• TRECHO DO DOCUMENTO:
┄┄┄┄┄┄┄┄┄┄┄┄┄┄┄┄┄┄┄┄
Mulheres Diabólicas (La Cérémonie – 1995)
Sophie, uma mulher eficiente, mas fria e calculista, vai trabalhar como empregada doméstica para a exigente senhora Lelièvre. Um dia, conhece Jeanne, uma funcionária muito intrometida dos Correios, e ambas começam uma relação criminosa.
Quando se fala em filmes que lidem com a questão da luta de classes, você consegue citar algumas obras-primas, como “Mulheres Diabólicas”, “Norma Rae”, “Ladrões de Bicicleta”, “A Batalha de Algiers” e “Taxi Driver”, algumas variações criativas, como “V de Vingança”, “Metrópolis”, “1984”, “Brazil” e “Laranja Mecânica”, ou até mesmo histórias que reduzem o tema à caricatura simplista e intelectualmente desonesta que parece escrita por uma criança, como o brasileiro “Que Horas Ela Volta?”
Aliás, vale ressaltar que este último bebe bastante da fonte de Claude Chabrol na forma como estrutura a crescente animosidade entre os patrões e a empregada, claro, sem qualquer traço da coragem do roteiro do mestre francês, que adapta inteligentemente o livro “A Judgement in Stone”, de Ruth Rendell, com inspiração perceptível também no caso real das irmãs francesas Christine e Léa Papin, ocorrido na década de 30. É o meu filme favorito do diretor, seguido de perto por “O Açougueiro” e “Trágica Separação”.
A sua usual crítica aos burgueses é citada ironicamente por Jacqueline Bisset, que interpreta a patroa, em um dos excelentes documentários que a distribuidora Versátil incluiu no lançamento, quando ela afirma que considera curioso o fato de que Chabrol, um homem que adota confortavelmente o estilo de vida burguês, odeie tanto a burguesia. Uma pérola argumentativa que evidencia a função do cineasta como voyeur de si mesmo.
Ao buscar na estação de trem sua jovem empregada (Sandrine Bonnaire), a patroa não percebe que ela havia chegado mais cedo e estava esperando em outra plataforma.
O espectador descobre junto com ela, já que a personagem estava propositalmente fora do enquadramento, um recurso sutil que agrega um elemento arrepiante à introvertida jovem, estabelecendo desde o início os alicerces psicológicos que irão possibilitar a virada de mesa que ocorre no terceiro ato.
O roteiro revela espertamente que ela é analfabeta, algo que a constrange profundamente, uma condição que dificulta sua autopercepção como indivíduo relevante na sociedade.
┄┄┄┄┄┄┄┄┄┄┄┄┄┄┄┄┄┄┄┄
• EXTRATO DE DADOS:
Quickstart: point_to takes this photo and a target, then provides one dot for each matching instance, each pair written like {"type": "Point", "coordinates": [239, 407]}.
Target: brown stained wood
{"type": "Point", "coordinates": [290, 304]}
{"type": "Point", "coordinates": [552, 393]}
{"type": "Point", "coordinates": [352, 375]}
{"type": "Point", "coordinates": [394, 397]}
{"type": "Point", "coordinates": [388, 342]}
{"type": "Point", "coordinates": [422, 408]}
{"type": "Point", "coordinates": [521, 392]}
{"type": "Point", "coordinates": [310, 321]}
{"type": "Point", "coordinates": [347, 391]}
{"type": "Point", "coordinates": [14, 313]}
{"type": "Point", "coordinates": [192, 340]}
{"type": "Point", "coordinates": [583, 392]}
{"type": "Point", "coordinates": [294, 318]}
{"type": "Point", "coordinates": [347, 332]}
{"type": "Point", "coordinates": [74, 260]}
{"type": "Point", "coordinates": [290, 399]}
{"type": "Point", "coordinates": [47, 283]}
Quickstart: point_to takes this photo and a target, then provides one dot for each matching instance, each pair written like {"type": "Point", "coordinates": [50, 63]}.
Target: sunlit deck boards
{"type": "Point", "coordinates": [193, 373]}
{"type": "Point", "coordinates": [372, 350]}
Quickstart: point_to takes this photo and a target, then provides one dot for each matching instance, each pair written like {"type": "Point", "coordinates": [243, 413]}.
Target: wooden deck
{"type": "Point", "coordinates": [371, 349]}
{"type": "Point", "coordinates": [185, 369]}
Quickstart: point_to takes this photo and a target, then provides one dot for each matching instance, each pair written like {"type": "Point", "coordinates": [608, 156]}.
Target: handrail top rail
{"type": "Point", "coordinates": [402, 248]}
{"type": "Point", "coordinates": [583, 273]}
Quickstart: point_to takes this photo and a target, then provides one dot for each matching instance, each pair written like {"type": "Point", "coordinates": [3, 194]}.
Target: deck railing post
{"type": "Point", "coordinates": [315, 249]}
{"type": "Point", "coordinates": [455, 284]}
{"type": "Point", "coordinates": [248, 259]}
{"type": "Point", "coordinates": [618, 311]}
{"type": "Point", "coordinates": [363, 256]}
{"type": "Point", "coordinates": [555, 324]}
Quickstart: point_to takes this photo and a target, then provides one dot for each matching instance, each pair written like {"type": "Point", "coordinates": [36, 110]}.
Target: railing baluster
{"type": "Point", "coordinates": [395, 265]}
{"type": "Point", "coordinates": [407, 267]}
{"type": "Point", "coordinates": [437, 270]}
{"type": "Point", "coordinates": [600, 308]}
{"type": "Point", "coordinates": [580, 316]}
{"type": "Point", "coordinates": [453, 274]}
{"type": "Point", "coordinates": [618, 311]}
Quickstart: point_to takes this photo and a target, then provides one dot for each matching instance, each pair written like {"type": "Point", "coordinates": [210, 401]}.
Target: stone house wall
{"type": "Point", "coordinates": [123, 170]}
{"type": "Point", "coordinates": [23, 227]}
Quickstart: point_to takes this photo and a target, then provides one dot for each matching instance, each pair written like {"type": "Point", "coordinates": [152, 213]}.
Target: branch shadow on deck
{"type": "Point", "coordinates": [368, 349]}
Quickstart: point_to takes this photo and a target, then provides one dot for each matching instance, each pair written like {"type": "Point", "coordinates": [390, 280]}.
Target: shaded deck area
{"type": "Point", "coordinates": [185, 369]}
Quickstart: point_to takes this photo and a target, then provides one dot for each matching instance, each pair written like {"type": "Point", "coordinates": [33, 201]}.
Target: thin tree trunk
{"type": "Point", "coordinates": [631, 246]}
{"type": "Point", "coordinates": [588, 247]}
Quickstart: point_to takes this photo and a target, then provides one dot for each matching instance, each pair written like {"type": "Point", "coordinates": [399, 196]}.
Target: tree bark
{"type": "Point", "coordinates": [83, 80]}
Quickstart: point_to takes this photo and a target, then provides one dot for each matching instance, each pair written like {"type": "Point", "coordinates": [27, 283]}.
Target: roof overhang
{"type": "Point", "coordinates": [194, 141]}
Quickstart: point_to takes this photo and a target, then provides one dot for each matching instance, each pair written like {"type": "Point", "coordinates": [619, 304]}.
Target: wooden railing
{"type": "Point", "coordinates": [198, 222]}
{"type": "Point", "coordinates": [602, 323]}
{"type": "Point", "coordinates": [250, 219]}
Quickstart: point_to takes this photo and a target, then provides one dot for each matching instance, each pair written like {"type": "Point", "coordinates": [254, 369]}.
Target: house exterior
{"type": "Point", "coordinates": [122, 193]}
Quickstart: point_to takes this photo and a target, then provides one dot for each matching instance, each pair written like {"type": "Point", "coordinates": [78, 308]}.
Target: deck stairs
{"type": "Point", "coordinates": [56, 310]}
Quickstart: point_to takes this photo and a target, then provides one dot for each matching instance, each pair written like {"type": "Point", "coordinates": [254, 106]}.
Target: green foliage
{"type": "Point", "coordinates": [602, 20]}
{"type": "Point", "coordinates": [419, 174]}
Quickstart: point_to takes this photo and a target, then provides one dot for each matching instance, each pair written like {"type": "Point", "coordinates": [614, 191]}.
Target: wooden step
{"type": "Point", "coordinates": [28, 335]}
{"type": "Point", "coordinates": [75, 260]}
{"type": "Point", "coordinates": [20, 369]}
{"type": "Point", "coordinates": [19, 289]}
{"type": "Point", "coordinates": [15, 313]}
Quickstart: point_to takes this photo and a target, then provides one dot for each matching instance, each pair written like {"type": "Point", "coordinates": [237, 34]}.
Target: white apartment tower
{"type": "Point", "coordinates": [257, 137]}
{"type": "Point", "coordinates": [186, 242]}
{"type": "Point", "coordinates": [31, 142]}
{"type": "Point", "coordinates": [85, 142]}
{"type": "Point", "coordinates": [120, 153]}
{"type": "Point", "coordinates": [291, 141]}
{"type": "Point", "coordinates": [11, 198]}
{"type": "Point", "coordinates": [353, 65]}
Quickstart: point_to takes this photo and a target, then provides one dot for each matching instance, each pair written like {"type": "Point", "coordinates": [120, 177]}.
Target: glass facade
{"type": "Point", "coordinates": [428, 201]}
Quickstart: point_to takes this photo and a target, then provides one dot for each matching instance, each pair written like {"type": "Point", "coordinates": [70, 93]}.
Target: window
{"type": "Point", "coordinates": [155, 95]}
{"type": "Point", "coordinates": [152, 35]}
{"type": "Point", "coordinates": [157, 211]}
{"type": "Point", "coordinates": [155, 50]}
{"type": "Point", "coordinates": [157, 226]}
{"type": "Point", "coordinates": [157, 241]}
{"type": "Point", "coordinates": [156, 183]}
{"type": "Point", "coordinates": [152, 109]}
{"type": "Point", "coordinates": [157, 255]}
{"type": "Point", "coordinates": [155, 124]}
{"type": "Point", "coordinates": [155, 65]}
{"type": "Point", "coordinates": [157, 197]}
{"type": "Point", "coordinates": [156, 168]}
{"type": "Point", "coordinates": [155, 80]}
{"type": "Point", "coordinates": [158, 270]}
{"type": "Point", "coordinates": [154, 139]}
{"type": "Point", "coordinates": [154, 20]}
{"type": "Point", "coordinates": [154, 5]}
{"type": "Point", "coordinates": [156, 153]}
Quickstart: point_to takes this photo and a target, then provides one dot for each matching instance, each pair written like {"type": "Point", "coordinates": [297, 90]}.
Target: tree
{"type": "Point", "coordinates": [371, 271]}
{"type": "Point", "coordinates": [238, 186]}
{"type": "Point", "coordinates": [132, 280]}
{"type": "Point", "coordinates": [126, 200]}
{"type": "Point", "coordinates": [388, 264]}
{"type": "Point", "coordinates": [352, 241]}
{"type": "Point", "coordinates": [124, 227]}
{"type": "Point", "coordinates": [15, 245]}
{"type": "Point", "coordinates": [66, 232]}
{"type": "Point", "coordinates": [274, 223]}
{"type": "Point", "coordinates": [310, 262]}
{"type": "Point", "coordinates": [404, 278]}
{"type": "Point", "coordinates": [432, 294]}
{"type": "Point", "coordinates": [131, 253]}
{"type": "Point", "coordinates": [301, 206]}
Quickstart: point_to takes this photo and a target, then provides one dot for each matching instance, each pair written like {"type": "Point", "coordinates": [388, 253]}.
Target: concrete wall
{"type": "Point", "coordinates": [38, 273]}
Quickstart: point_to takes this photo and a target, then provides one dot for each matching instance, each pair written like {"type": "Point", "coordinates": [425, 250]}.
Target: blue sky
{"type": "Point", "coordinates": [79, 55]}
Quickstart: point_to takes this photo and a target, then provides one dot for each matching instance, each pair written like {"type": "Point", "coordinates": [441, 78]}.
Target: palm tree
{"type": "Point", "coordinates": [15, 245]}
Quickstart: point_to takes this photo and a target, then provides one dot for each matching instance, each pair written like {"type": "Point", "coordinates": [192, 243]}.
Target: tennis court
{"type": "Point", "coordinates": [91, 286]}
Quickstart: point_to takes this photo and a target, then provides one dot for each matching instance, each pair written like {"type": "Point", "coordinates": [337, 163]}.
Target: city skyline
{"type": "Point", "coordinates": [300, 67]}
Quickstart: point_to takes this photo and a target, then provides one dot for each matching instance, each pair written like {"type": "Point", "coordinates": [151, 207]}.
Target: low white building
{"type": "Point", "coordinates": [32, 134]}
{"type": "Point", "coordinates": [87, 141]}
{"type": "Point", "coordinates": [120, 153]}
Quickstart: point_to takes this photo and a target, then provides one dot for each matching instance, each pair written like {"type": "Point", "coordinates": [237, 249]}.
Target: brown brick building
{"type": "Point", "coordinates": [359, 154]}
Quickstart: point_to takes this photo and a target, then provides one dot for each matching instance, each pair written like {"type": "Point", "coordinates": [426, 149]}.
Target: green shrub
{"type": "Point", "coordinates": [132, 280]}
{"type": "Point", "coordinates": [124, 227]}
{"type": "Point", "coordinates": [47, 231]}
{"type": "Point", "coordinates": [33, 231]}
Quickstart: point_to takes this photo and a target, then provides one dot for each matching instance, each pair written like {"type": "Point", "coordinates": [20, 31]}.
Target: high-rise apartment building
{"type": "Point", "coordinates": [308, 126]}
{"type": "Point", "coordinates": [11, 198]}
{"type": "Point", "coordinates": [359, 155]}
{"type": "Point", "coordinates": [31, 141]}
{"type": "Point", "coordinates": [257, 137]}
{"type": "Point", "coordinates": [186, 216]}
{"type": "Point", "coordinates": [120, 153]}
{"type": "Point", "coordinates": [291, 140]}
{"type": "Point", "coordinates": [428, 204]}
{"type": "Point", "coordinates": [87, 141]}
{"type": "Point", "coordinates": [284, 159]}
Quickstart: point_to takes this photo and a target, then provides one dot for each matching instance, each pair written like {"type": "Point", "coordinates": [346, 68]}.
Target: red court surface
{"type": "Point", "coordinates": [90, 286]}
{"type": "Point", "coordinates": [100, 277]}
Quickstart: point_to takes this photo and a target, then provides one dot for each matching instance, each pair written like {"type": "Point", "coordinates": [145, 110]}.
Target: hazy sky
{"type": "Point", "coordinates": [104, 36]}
┄┄┄┄┄┄┄┄┄┄┄┄┄┄┄┄┄┄┄┄
• TAREFA 1: Traduza para o inglês a seguinte frase da resenha sobre Mulheres Diabólicas: “Ao buscar na estação de trem sua jovem empregada (Sandrine Bonnaire), a patroa não percebe que ela havia chegado mais cedo e estava esperando em outra plataforma.”
• TAREFA 2:
Com base na resenha sobre Mulheres Diabólicas, indique se cada afirmação concorda com o texto. Responda sim ou não e cite exatamente as palavras que decidem a questão.
(a) O caso real das irmãs Papin ocorreu na década de 30.
(b) Jeanne trabalha como empregada doméstica para a senhora Lelièvre.
(c) Sophie é descrita como uma mulher ineficiente.
• TAREFA 3: Transcreva da resenha sobre Mulheres Diabólicas tudo o que vai de “A sua usual” até “em outra plataforma.”.

• RESPOSTA DA TAREFA 1: When picking up her young maid (Sandrine Bonnaire) at the train station, the mistress does not realize that she had arrived earlier and was waiting on another platform.

• RESPOSTA DA TAREFA 2:
(a) Sim: “ocorrido na década de 30”.
(b) Não: “Jeanne, uma funcionária muito intrometida dos Correios”.
(c) Não: “Sophie, uma mulher eficiente, mas fria e calculista”.

• RESPOSTA DA TAREFA 3:
A sua usual crítica aos burgueses é citada ironicamente por Jacqueline Bisset, que interpreta a patroa, em um dos excelentes documentários que a distribuidora Versátil incluiu no lançamento, quando ela afirma que considera curioso o fato de que Chabrol, um homem que adota confortavelmente o estilo de vida burguês, odeie tanto a burguesia. Uma pérola argumentativa que evidencia a função do cineasta como voyeur de si mesmo.
Ao buscar na estação de trem sua jovem empregada (Sandrine Bonnaire), a patroa não percebe que ela havia chegado mais cedo e estava esperando em outra plataforma.